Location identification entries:
§ §

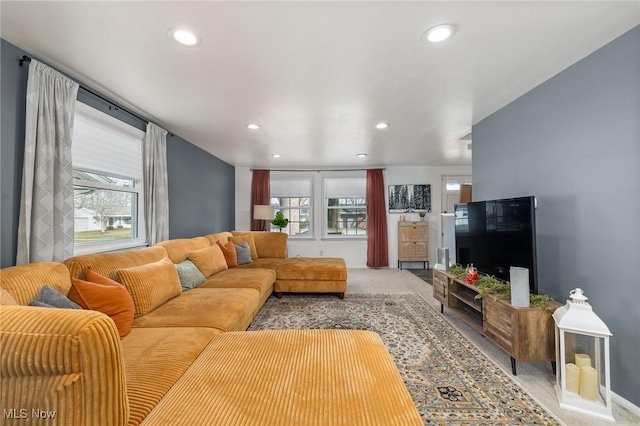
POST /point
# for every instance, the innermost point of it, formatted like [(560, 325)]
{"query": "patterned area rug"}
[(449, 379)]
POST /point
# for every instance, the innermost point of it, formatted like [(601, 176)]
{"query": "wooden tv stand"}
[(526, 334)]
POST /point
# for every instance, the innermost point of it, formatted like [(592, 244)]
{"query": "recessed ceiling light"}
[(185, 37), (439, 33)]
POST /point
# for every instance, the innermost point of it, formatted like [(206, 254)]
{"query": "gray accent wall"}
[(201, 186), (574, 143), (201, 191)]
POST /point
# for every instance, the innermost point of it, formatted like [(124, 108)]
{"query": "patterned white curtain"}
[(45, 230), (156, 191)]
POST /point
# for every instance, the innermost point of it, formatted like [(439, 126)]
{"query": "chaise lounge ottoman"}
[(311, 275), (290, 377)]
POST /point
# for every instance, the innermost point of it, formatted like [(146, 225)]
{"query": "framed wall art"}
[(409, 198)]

§ §

**What to produce**
Filter the listing down to the lines containing the string "query", and copy each of those lines unchanged.

**Output of the exercise**
{"query": "patterned area rug"}
{"query": "wooden tv stand"}
{"query": "recessed ceiling light"}
{"query": "gray accent wall"}
{"query": "patterned white curtain"}
{"query": "chaise lounge ottoman"}
{"query": "framed wall art"}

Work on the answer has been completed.